## Task description
The output should be exactly the lines from the one containing "head in the photo above. Give pixel coordinates." through the last line of the records, and only those.

(Listed entries begins)

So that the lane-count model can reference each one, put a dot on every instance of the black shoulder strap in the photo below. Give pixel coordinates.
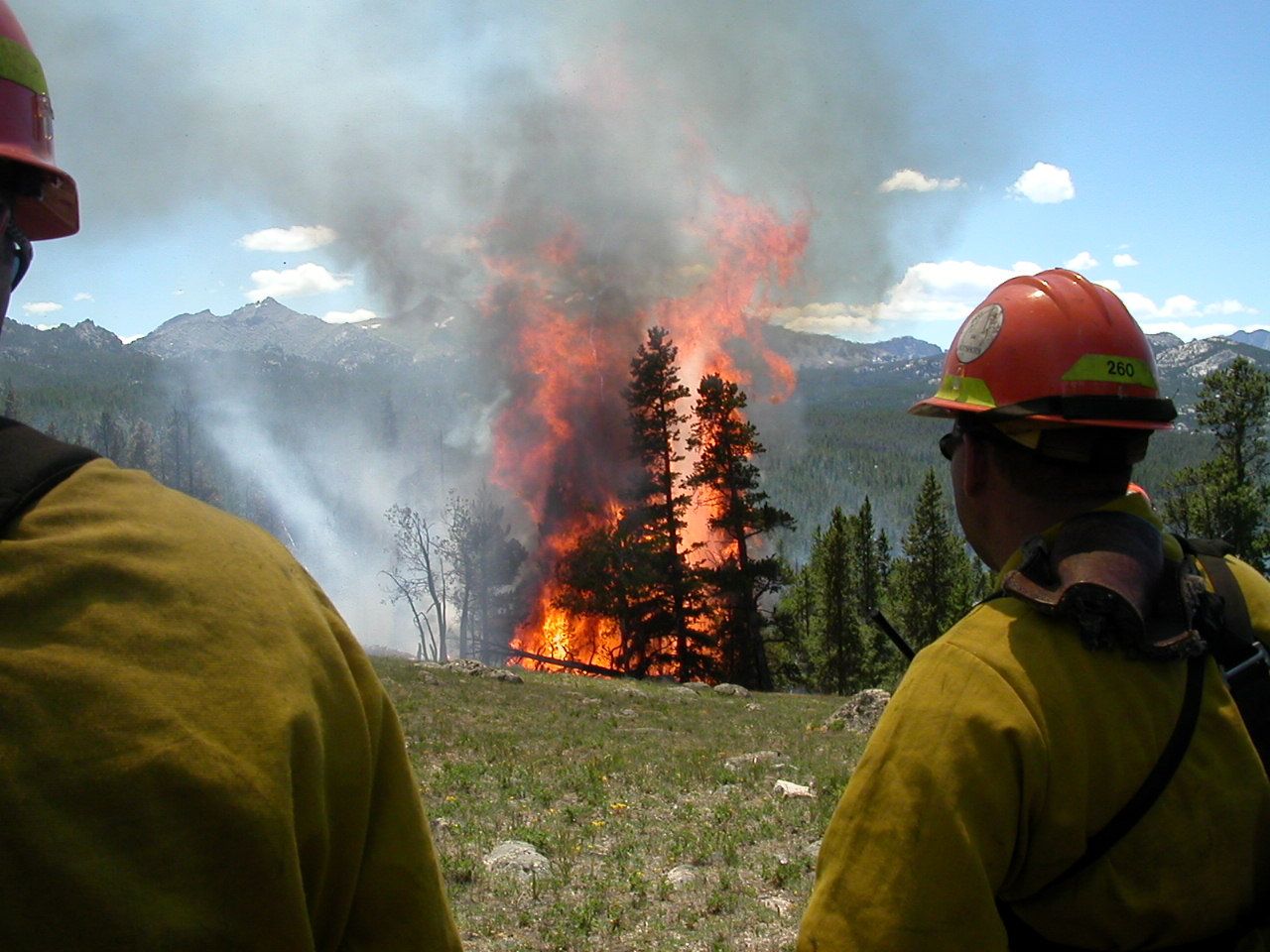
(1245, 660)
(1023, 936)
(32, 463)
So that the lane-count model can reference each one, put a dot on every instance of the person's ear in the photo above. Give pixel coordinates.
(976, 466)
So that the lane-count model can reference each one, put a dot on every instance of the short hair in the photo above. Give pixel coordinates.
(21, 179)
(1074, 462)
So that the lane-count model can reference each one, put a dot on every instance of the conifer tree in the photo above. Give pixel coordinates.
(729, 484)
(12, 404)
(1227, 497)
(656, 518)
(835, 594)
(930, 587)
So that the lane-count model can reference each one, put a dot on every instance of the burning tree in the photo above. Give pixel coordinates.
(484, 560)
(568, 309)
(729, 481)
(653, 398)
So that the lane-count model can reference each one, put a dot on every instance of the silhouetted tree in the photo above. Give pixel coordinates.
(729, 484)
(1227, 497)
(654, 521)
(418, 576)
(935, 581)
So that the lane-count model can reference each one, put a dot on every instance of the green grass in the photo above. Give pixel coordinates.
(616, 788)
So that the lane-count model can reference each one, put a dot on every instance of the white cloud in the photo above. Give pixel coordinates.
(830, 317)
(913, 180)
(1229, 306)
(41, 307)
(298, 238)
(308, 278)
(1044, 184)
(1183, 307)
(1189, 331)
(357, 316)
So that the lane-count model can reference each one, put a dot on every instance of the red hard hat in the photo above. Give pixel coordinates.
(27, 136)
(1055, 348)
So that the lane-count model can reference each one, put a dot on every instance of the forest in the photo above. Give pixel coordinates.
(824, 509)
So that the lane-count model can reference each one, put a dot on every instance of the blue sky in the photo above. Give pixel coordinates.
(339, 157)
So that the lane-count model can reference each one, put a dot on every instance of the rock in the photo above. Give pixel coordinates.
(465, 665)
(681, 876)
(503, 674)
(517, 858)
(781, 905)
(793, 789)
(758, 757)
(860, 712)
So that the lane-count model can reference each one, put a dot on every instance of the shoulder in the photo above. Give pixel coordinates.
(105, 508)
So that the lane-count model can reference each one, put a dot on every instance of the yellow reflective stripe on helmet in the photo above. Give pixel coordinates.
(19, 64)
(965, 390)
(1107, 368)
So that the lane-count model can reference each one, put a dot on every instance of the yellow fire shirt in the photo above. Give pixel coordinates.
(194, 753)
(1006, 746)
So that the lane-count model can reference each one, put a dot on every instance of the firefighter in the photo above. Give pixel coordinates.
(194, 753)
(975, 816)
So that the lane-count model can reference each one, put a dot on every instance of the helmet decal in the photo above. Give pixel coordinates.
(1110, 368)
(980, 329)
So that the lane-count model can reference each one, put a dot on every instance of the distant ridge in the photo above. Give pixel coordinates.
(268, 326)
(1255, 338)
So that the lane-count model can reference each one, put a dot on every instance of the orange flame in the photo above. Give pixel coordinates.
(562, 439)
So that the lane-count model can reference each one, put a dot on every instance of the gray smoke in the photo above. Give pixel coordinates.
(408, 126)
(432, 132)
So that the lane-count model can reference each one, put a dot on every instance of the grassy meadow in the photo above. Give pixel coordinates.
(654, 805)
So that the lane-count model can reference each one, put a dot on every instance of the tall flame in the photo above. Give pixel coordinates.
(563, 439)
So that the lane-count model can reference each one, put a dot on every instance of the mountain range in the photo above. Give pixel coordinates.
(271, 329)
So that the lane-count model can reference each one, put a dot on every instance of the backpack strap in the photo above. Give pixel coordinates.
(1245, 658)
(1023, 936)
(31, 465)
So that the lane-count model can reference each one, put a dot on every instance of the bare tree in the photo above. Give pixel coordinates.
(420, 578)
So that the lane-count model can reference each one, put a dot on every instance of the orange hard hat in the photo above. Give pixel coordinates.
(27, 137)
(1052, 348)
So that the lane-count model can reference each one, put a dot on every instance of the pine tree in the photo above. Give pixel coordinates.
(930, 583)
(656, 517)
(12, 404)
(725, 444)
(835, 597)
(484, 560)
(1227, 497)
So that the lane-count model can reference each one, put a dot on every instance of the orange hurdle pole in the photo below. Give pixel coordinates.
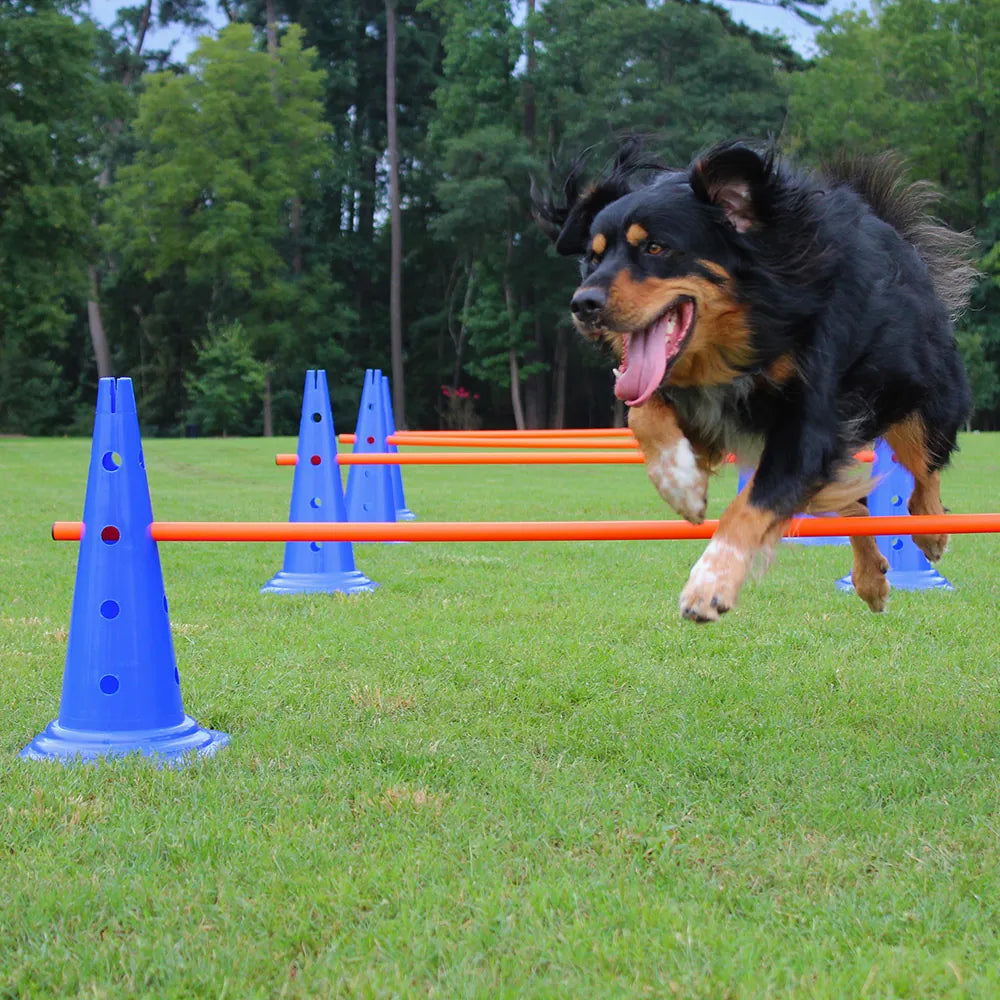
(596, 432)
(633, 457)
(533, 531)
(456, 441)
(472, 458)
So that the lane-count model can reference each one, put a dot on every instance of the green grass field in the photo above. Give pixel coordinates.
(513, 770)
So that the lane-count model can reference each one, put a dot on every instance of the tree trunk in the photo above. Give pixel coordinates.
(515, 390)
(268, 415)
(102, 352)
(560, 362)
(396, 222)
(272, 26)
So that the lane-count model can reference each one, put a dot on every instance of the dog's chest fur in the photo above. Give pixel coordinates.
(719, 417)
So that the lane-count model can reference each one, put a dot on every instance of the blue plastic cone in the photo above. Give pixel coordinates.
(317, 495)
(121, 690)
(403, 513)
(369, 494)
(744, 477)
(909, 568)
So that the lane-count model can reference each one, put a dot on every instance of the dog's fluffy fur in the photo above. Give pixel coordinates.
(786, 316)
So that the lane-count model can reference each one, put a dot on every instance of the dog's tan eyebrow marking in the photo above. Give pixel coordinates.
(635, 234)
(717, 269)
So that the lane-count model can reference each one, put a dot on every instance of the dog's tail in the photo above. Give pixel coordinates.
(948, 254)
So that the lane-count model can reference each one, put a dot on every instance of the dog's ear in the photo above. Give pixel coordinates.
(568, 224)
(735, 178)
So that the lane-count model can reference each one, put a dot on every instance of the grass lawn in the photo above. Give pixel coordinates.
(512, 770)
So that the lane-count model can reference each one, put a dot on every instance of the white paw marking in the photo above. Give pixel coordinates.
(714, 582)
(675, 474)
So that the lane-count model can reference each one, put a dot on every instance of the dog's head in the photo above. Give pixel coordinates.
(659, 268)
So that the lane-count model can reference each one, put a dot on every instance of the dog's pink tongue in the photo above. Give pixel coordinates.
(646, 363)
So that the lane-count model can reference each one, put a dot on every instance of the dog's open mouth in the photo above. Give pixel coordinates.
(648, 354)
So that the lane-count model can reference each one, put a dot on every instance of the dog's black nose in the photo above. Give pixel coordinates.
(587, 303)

(Listed entries ends)

## Worked solution
So that the lane-count model can reference each one, put a dot on every instance of the dog's head in the photo above. Give pixel coordinates.
(659, 268)
So that the lane-count model can reference each one, put a dot on every instance of the dog's pink tongue in the photo above. Give pixel coordinates.
(646, 363)
So that the lane-count model can reference each one, put a dot on every instance of the dog's open mouth in the photo above. Give pixel coordinates.
(648, 354)
So that the lane-count model can reference each one, put a dot on every instance of the dog's black nose in the photo above. Give pixel coordinates.
(587, 303)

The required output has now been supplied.